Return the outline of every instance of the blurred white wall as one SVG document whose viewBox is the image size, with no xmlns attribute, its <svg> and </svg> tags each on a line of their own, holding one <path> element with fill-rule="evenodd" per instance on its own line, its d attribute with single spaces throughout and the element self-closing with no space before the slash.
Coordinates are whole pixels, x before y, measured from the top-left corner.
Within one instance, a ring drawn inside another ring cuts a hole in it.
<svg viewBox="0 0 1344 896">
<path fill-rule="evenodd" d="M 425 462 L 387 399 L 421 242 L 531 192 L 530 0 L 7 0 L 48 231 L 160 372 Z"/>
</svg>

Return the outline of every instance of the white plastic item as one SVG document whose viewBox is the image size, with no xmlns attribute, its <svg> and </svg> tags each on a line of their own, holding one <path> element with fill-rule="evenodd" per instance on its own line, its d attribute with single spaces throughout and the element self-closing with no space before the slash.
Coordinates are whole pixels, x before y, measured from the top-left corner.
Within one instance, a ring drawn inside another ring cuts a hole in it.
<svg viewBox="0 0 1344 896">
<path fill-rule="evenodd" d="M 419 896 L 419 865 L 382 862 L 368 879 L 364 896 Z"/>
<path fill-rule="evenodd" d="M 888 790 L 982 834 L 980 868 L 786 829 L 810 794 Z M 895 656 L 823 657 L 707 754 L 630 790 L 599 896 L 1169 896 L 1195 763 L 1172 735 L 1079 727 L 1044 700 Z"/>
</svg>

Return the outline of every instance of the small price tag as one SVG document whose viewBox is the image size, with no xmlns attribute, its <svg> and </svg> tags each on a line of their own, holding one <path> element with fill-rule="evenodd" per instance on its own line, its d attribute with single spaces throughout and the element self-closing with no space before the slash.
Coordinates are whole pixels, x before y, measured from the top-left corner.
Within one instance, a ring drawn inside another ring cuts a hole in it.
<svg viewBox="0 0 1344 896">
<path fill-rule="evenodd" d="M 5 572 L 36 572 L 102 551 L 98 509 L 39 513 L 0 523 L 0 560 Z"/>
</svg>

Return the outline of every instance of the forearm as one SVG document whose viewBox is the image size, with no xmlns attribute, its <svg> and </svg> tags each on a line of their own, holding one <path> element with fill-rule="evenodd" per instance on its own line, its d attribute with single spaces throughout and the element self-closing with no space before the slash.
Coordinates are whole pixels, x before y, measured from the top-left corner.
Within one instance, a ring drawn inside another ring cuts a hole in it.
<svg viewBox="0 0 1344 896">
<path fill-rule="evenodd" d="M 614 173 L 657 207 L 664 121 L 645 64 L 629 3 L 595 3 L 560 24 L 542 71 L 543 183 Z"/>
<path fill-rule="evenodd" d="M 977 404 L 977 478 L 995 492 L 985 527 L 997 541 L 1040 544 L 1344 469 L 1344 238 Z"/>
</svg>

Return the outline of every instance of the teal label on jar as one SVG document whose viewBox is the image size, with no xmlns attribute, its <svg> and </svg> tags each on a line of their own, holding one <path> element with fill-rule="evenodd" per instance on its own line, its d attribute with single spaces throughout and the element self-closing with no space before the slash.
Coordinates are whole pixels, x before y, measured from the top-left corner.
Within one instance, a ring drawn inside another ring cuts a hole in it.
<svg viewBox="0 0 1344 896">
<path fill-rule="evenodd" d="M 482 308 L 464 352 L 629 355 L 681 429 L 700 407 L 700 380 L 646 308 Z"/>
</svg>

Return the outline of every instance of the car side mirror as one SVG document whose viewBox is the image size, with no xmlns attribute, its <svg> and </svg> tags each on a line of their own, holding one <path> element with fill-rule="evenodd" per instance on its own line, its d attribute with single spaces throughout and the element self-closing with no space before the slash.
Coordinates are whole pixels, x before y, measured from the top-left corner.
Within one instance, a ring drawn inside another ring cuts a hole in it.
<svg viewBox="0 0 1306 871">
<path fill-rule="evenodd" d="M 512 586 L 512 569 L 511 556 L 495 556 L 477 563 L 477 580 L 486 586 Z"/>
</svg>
■ ■ ■ ■
_Written problem_
Copy out the entire listing above verbatim, line for line, without altering anything.

_The output_
Return the outline of every instance of the blurred white wall as one SVG document whose viewBox is the image size, with no xmlns attribute, its <svg> and </svg> tags each on a line of their own, holding one <path> element with fill-rule="evenodd" per instance on its own line, its d attribute with single spaces throughout and the element self-closing with no space before the slash.
Coordinates are whole pixels, x before y, measured from the top-left corner.
Within one instance, a ring drawn inside another ring cuts a hole in it.
<svg viewBox="0 0 1344 896">
<path fill-rule="evenodd" d="M 425 462 L 387 399 L 421 242 L 531 192 L 530 0 L 7 0 L 48 231 L 160 372 Z"/>
</svg>

Return the outline of every instance of the white plastic item as one SVG document whose viewBox is the image size, with no xmlns attribute, its <svg> and </svg> tags each on a line of their own, holding one <path> element with fill-rule="evenodd" per instance on its own line, its d attribute with single spaces throughout and the element self-closing with no space before the slash.
Coordinates are whole pixels, x before y, measured from the top-left corner.
Within one instance, a ring drawn inside another ring cuts a hole in it.
<svg viewBox="0 0 1344 896">
<path fill-rule="evenodd" d="M 419 896 L 419 865 L 382 862 L 368 879 L 364 896 Z"/>
<path fill-rule="evenodd" d="M 888 790 L 982 834 L 980 868 L 786 829 L 810 794 Z M 895 656 L 823 657 L 707 754 L 630 790 L 599 896 L 1169 896 L 1195 763 L 1172 735 L 1079 727 L 1044 700 Z"/>
</svg>

Return the outline of every instance of the small price tag as one SVG document whose viewBox is the image size, with no xmlns attribute, its <svg> and </svg> tags each on a line of their own, holding one <path> element with fill-rule="evenodd" per instance on its own line, its d attribute with single spaces throughout and the element self-closing with no space before the slash.
Coordinates are whole pixels, x before y, measured from the top-left corner.
Within one instance, a ring drawn inside another ring cuts a hole in it.
<svg viewBox="0 0 1344 896">
<path fill-rule="evenodd" d="M 5 572 L 36 572 L 102 551 L 98 509 L 39 513 L 0 523 L 0 560 Z"/>
</svg>

Return the outline of every instance of the forearm as one SVG document whose viewBox is the image size, with no xmlns attribute, its <svg> and </svg> tags each on a line of their own, holding one <path> element with fill-rule="evenodd" per instance on its own line, its d attribute with single spaces throughout and the element self-closing with no space before the slash.
Coordinates are whole pixels, x before y, measured from the top-left corner.
Within one instance, a ring drawn inside another ring cuts a hole in it.
<svg viewBox="0 0 1344 896">
<path fill-rule="evenodd" d="M 614 173 L 657 207 L 664 121 L 645 64 L 629 3 L 595 3 L 560 24 L 542 71 L 543 183 Z"/>
<path fill-rule="evenodd" d="M 977 404 L 977 478 L 995 492 L 985 527 L 997 541 L 1040 544 L 1344 469 L 1344 238 Z"/>
</svg>

Return the outline of every instance of the teal label on jar as one SVG document whose viewBox is the image size, with no xmlns attribute, its <svg> and </svg> tags each on a line of their own, holding one <path> element with fill-rule="evenodd" per instance on its own line, its d attribute with single spaces throughout and the element self-closing with no space before the slash.
Coordinates are whole pixels, x before y, measured from the top-left corner.
Within one instance, a ring drawn inside another ring cuts a hole in it.
<svg viewBox="0 0 1344 896">
<path fill-rule="evenodd" d="M 482 308 L 464 352 L 629 355 L 681 429 L 700 407 L 700 380 L 646 308 Z"/>
</svg>

Return the outline of every instance of the car side mirror as one SVG document whose viewBox is the image size, with no xmlns attribute, its <svg> and </svg> tags each on a line of their own, holding one <path> element with fill-rule="evenodd" per instance on its own line, its d attribute with single spaces throughout and the element self-closing with no space before the slash.
Coordinates are whole pixels, x before y, measured from the top-left corner.
Within one instance, a ring drawn inside another ring cuts a hole in it.
<svg viewBox="0 0 1306 871">
<path fill-rule="evenodd" d="M 512 586 L 512 569 L 511 556 L 495 556 L 477 563 L 477 580 L 486 586 Z"/>
</svg>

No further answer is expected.